§ Task description: Would you repeat the listing below exactly, with no pictures in it?

§ Task data:
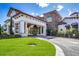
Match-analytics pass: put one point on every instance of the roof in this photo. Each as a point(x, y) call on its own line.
point(19, 13)
point(71, 18)
point(54, 11)
point(74, 13)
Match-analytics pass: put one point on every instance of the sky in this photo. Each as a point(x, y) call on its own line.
point(35, 9)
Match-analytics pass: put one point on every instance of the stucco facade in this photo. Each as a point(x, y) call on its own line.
point(73, 19)
point(23, 23)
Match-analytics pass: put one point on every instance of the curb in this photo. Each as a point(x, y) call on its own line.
point(59, 51)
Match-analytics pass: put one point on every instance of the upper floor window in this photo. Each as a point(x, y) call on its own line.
point(49, 19)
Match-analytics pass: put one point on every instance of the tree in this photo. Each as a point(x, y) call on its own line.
point(34, 30)
point(11, 31)
point(0, 29)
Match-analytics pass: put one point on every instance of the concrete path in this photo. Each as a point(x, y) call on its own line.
point(69, 46)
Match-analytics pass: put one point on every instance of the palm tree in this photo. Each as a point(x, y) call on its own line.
point(0, 29)
point(11, 31)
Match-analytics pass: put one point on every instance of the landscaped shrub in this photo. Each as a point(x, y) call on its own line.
point(6, 36)
point(51, 32)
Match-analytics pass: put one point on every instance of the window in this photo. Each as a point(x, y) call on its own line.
point(49, 19)
point(16, 27)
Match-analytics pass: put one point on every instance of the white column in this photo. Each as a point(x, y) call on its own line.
point(78, 26)
point(44, 30)
point(40, 30)
point(26, 30)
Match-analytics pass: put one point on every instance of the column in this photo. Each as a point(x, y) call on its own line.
point(26, 30)
point(44, 30)
point(40, 30)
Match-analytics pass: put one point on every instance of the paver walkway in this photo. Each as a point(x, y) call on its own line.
point(69, 46)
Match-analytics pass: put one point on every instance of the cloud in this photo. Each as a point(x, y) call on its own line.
point(43, 4)
point(69, 12)
point(34, 14)
point(59, 7)
point(41, 15)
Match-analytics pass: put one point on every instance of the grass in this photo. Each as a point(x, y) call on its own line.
point(21, 47)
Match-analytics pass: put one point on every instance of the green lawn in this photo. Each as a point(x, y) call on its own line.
point(21, 47)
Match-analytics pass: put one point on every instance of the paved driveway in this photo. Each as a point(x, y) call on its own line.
point(69, 46)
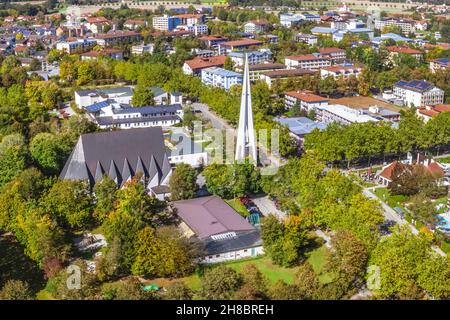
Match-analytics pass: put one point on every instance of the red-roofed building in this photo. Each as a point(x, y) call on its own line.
point(428, 112)
point(195, 66)
point(336, 55)
point(256, 26)
point(238, 45)
point(307, 61)
point(305, 99)
point(394, 51)
point(340, 71)
point(430, 166)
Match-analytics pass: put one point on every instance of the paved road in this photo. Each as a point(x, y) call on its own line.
point(267, 207)
point(391, 214)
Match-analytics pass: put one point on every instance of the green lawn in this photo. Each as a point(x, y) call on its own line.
point(444, 160)
point(238, 206)
point(15, 265)
point(393, 201)
point(317, 260)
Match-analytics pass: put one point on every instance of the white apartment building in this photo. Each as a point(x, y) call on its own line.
point(142, 48)
point(407, 26)
point(342, 114)
point(309, 39)
point(308, 61)
point(340, 71)
point(79, 46)
point(418, 93)
point(222, 78)
point(306, 100)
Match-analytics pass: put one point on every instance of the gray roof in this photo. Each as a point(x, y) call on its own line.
point(244, 240)
point(208, 216)
point(120, 154)
point(301, 125)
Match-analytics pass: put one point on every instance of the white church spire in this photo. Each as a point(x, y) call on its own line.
point(245, 144)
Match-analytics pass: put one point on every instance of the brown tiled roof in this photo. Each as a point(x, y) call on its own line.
point(305, 57)
point(266, 66)
point(330, 50)
point(288, 73)
point(305, 96)
point(401, 49)
point(242, 42)
point(201, 63)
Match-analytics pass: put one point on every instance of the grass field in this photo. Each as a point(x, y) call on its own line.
point(14, 264)
point(393, 201)
point(317, 260)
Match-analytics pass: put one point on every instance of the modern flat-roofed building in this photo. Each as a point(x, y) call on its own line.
point(196, 65)
point(309, 39)
point(306, 100)
point(110, 114)
point(342, 114)
point(117, 37)
point(279, 75)
point(78, 46)
point(307, 61)
point(418, 93)
point(238, 45)
point(340, 71)
point(223, 233)
point(165, 22)
point(256, 70)
point(439, 64)
point(336, 55)
point(254, 57)
point(222, 78)
point(256, 26)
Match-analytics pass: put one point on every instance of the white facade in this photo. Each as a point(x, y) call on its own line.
point(219, 77)
point(234, 255)
point(417, 98)
point(309, 62)
point(81, 45)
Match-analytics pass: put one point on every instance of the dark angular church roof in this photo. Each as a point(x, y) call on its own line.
point(119, 154)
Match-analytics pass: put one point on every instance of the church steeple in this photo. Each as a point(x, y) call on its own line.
point(245, 144)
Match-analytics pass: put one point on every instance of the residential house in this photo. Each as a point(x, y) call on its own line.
point(418, 93)
point(342, 114)
point(238, 45)
point(219, 77)
point(223, 233)
point(307, 61)
point(345, 71)
point(429, 112)
point(256, 26)
point(279, 75)
point(305, 99)
point(197, 64)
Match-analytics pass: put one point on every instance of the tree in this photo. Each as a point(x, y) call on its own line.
point(183, 182)
point(228, 65)
point(254, 285)
point(220, 283)
point(165, 253)
point(142, 96)
point(283, 291)
point(128, 289)
point(307, 282)
point(15, 290)
point(45, 148)
point(178, 291)
point(70, 202)
point(105, 197)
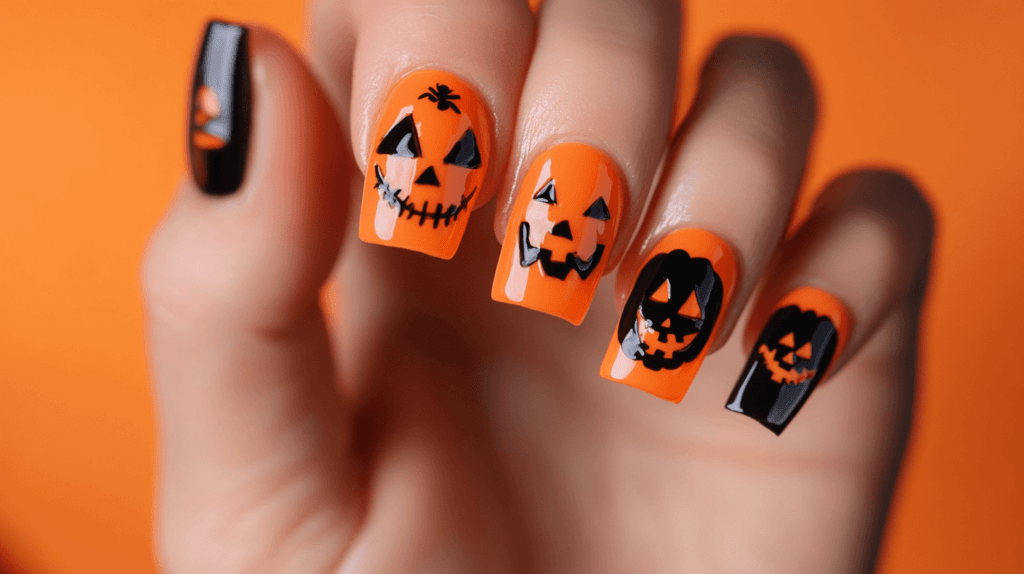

§ Exercise answer:
Match-analytics pass: put one point on every instance of the roof in this photo. Each as a point(x, y) call on its own line.
point(19, 13)
point(71, 18)
point(54, 11)
point(74, 13)
Match-analytics pass: put one point on every instance of the sky in this photo. Each as a point(x, y) call on its own line.
point(35, 9)
Match-analytics pass: put one point on every instance of the stucco facade in this photo. Each as a point(x, y) call on its own line.
point(73, 19)
point(23, 23)
Match-analytics pass: put one point on every instance of the curb in this photo. Each as a point(x, y) call on its own line.
point(59, 51)
Match-analytics pass: put one point on every instance of the upper floor window in this photo. Each as a point(x, y) call on its own line.
point(49, 19)
Match-analytics pass: put one point on every instance of the tree in this photo. Each as a point(x, y) call on its own line.
point(34, 30)
point(11, 31)
point(0, 29)
Match-analytics pass: put one point on every instance of the concrete path in this photo. Each as a point(x, y) call on its own line.
point(69, 46)
Match-analytics pass: put one point on every instance of the palm tree in this photo. Each as a point(x, y) call on its own line.
point(0, 29)
point(11, 31)
Match-analytics pass: put one point on every instance of the landscaped shrub in this photo. Each as a point(x, y) call on its own line.
point(6, 36)
point(51, 32)
Match-analytics pass: put one point on every instance of the window in this photo. Each as a point(x, y) call on its own line.
point(49, 19)
point(16, 27)
Match-analytics pass: put one point on every instance of the white column in this photo. Each as a point(x, y) call on its own line.
point(78, 26)
point(44, 30)
point(40, 30)
point(26, 30)
Match-analytics pass: put one point on every instance of the column in this photo. Each as a point(x, y) call on its own line.
point(26, 30)
point(44, 30)
point(40, 30)
Match-analytics pass: put one point on every instance of the paver walkway in this photo. Each as a point(x, y) call on its own line.
point(69, 46)
Match-analytics pass: put one point on every instance of the cloud in this photo. Each as a point(x, y) call on its own line.
point(43, 4)
point(69, 12)
point(34, 14)
point(59, 7)
point(41, 15)
Match-analytics pass: put one point on every instance of the grass in this photo. Each as a point(x, y) call on its own line.
point(21, 47)
Match-analytics pass: put one point on every instance of the green lawn in this photo. Each as a point(x, y) call on its own line.
point(21, 47)
Match-analytics pass: put one point on every instance of the paved driveway in this photo. Each as a point(x, y) call on its own line.
point(69, 46)
Match-analytics pass: put one point on every instance of the red-roofed building in this photo. Each as a point(x, y) call on its own line.
point(428, 112)
point(195, 66)
point(336, 55)
point(256, 26)
point(238, 45)
point(307, 61)
point(305, 99)
point(394, 51)
point(340, 71)
point(430, 166)
Match-analytics pass: put one point on every instance of the paved road in this photo. Each as a point(x, y) call on its own line.
point(267, 207)
point(391, 214)
Match-analytics pass: put one point on every instance of the green lawn in this photo. Each as a point(x, y) call on its own line.
point(444, 160)
point(238, 206)
point(15, 265)
point(393, 201)
point(317, 260)
Match-analytics pass: put one point on every instance of the white apartment building in this photo. Each as a point(x, y) call on its own line.
point(142, 48)
point(407, 26)
point(342, 114)
point(309, 39)
point(308, 61)
point(340, 71)
point(79, 46)
point(418, 93)
point(222, 78)
point(306, 100)
Match-analytics pass: put one point on every instance of the gray roof in this photo. Each as a point(x, y) call on its own line.
point(244, 240)
point(208, 216)
point(120, 154)
point(301, 125)
Match-analytics pass: put one point on every instance of the white church spire in this photo. Each as a point(x, y) call on its own line.
point(245, 144)
Match-analytics pass: put one point on every instance of the brown tiled roof in this photo. Each as a point(x, y) call on its own line.
point(305, 57)
point(266, 66)
point(330, 50)
point(288, 73)
point(305, 96)
point(401, 49)
point(242, 42)
point(201, 63)
Match-analytics pass: put one point on every instance of the grass field in this photo. Each as a point(x, y) call on its own line.
point(14, 264)
point(393, 201)
point(317, 260)
Match-analytics pass: put one point on every instance of the modern flat-roofed building in this photo. Each as a point(x, y) call on its own line.
point(196, 65)
point(309, 39)
point(306, 100)
point(110, 114)
point(342, 114)
point(117, 37)
point(279, 75)
point(78, 46)
point(307, 61)
point(418, 93)
point(238, 45)
point(340, 71)
point(223, 233)
point(165, 22)
point(256, 70)
point(439, 64)
point(336, 55)
point(254, 57)
point(222, 78)
point(256, 26)
Match-analytics pass: put one point on every instance of the white facade in this photo. Each as a point(x, y) call on its own line.
point(219, 77)
point(234, 255)
point(417, 98)
point(309, 62)
point(81, 45)
Match-analytics pass: put one point on every instance of the dark angular church roof in this photo. Each as a point(x, y) call on its own line.
point(119, 154)
Match-analytics pass: put one point on every instance of the church steeple in this photo. Each as a point(x, y) call on its own line.
point(245, 144)
Match-analytics pass: put one point on every instance of the residential house in this photo. Each as a point(x, y) call on its own line.
point(418, 93)
point(342, 114)
point(238, 45)
point(219, 77)
point(223, 233)
point(307, 61)
point(345, 71)
point(429, 112)
point(256, 26)
point(279, 75)
point(305, 99)
point(197, 64)
Match-analytics pass: put one point on every instance of the tree in this photo. Each as a point(x, y) call on its own line.
point(183, 182)
point(228, 65)
point(254, 285)
point(220, 283)
point(165, 253)
point(142, 96)
point(283, 291)
point(128, 289)
point(307, 282)
point(15, 290)
point(45, 148)
point(178, 291)
point(70, 202)
point(105, 197)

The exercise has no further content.